- DIRECTION: Starting with the line that contains "In the photograph above, where can the woman's forehead" and going on through the end of the records, write those lines out again with the requests included, and shift every coordinate in the answers by adding 4 to each number.

- DATA TO PROCESS:
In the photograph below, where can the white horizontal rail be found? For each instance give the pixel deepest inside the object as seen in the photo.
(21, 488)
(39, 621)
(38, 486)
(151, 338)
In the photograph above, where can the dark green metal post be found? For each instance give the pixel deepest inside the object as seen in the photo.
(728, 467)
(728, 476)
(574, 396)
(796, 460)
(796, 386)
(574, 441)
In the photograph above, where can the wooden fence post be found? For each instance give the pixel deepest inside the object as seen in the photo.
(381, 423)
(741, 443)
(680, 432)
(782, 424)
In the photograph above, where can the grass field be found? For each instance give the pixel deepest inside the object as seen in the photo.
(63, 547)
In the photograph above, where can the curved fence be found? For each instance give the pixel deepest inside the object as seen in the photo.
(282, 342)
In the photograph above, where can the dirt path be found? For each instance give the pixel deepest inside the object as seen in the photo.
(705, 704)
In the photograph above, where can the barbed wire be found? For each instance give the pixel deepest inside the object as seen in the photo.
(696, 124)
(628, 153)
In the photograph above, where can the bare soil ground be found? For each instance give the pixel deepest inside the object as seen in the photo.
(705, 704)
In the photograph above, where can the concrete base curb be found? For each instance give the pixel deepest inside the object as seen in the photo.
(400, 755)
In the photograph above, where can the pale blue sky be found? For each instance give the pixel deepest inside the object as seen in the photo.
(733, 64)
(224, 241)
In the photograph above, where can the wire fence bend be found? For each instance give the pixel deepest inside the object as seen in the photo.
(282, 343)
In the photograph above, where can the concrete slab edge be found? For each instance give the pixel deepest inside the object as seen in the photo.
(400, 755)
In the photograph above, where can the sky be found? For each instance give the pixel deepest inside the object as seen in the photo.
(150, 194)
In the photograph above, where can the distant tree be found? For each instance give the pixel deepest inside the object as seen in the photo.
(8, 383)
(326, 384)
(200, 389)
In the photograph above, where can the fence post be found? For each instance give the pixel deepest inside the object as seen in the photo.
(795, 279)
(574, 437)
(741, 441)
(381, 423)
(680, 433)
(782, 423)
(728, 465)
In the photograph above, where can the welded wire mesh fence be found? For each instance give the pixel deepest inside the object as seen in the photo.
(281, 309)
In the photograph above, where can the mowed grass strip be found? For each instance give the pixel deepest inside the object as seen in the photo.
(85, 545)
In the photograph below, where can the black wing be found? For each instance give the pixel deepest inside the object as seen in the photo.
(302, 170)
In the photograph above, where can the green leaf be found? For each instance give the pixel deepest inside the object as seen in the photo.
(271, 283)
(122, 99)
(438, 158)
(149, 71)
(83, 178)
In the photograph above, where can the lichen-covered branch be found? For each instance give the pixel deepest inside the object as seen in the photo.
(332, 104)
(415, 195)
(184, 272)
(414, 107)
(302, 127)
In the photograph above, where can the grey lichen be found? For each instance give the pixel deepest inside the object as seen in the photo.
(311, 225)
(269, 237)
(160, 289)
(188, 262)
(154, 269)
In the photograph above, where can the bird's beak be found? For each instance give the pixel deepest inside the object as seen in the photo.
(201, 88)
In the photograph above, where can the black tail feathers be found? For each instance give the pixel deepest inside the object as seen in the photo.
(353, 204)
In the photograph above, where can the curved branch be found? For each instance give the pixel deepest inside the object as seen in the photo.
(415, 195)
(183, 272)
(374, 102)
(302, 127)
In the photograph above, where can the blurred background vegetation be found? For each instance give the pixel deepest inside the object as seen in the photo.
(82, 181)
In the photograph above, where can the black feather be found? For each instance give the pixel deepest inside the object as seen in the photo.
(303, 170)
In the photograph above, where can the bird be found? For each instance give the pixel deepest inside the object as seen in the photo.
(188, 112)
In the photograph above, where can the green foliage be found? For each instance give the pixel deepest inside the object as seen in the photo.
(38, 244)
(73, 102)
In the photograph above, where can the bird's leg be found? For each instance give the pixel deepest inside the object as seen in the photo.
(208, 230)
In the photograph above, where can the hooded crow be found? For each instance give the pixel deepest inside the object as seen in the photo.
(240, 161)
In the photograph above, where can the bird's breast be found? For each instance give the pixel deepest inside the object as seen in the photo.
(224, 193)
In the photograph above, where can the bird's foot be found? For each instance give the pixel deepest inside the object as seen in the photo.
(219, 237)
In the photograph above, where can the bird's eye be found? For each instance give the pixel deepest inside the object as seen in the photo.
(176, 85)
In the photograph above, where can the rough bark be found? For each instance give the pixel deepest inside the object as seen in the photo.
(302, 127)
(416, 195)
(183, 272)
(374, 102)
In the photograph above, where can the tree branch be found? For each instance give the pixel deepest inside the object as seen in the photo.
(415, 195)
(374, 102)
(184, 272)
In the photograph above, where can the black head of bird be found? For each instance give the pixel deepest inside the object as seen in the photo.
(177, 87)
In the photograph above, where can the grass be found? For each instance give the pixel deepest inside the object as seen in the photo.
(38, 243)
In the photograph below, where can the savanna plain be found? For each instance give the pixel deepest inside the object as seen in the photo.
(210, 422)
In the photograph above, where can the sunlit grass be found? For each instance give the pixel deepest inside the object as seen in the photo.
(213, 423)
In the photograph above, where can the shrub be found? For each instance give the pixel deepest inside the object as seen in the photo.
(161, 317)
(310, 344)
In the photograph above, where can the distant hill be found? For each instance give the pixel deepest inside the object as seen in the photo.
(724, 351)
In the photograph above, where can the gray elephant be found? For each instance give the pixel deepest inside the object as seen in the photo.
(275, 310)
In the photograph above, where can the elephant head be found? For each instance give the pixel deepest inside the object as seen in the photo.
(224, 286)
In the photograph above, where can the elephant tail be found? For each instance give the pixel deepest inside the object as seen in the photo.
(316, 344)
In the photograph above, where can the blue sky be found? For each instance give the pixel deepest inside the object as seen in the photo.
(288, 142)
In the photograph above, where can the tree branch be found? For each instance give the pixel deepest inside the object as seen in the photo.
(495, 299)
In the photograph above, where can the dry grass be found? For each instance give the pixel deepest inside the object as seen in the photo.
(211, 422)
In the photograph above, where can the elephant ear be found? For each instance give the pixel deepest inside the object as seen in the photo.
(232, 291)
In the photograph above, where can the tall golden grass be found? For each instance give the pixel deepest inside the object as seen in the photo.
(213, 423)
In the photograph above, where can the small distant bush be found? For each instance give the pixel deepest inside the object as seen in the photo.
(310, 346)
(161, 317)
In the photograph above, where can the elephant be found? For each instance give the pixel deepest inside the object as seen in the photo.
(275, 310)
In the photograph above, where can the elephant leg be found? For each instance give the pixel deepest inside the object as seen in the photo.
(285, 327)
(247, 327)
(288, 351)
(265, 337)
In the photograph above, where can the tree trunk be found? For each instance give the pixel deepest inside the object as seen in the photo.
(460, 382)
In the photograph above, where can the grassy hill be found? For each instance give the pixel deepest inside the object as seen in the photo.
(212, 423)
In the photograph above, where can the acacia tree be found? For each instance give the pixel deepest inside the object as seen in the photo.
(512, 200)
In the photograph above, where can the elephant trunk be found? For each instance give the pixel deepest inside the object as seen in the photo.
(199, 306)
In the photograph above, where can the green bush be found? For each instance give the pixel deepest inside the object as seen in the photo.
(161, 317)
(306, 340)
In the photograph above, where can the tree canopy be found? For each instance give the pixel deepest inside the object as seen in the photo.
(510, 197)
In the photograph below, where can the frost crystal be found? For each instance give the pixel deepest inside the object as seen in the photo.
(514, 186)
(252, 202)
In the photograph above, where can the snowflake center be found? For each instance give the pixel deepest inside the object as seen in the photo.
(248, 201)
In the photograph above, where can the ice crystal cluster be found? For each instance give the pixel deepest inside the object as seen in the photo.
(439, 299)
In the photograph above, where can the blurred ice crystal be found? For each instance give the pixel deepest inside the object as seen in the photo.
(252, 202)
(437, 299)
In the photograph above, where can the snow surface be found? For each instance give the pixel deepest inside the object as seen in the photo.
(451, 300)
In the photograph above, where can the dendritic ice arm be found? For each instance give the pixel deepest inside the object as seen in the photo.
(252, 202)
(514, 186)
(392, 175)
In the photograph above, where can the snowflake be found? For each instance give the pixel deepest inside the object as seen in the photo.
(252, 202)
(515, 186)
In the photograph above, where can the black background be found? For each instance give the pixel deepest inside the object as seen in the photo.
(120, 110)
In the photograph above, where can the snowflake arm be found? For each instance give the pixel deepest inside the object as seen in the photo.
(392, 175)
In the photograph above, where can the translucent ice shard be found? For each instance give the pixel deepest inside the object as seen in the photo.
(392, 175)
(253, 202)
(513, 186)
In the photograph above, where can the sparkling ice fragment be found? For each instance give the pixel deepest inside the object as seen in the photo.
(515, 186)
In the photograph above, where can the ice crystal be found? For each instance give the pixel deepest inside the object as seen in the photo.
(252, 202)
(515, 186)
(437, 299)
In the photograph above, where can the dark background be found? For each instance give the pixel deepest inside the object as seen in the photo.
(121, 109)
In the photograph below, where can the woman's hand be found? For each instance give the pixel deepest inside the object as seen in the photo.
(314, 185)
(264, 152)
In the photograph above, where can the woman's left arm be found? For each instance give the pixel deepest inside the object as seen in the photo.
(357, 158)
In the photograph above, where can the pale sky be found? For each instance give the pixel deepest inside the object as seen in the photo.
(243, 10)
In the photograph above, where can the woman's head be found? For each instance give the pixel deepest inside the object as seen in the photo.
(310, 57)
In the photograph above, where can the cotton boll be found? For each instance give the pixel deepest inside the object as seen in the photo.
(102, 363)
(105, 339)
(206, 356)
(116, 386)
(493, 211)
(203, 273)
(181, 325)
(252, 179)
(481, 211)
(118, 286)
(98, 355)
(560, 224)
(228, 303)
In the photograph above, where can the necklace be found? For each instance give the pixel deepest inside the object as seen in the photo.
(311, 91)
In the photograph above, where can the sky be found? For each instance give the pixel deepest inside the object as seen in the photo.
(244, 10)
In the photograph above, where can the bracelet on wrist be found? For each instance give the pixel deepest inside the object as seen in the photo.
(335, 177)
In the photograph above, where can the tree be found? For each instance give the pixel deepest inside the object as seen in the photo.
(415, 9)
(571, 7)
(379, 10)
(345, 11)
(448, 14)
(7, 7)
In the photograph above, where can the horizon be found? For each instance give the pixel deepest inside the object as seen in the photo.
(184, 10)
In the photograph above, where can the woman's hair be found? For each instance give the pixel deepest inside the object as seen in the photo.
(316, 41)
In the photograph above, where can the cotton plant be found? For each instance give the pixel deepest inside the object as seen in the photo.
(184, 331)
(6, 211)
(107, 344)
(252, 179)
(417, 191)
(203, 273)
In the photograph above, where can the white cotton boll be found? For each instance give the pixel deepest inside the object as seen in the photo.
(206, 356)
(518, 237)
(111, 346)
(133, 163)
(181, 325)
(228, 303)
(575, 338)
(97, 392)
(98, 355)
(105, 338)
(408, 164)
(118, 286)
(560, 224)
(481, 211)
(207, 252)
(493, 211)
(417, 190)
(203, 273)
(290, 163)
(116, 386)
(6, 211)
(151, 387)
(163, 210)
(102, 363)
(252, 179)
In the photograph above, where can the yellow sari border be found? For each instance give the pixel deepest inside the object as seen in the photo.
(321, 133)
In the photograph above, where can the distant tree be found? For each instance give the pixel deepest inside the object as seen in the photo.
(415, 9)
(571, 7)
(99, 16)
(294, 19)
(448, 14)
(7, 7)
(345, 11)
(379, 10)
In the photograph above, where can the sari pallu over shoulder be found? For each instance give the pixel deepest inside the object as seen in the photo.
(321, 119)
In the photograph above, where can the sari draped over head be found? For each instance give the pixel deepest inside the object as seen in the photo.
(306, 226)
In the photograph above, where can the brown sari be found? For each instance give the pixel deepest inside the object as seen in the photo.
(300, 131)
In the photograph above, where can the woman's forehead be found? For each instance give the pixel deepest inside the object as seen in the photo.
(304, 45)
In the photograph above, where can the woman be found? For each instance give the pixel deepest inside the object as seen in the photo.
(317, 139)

- TASK RESULT:
In the photograph above, where can the woman's forehead be found? For each instance give the pixel deepest inside the object as seen in the photo.
(308, 49)
In the photograph above, where can the woman be found? For each instance give the pixel deepest inside the object as seen in the photo.
(321, 143)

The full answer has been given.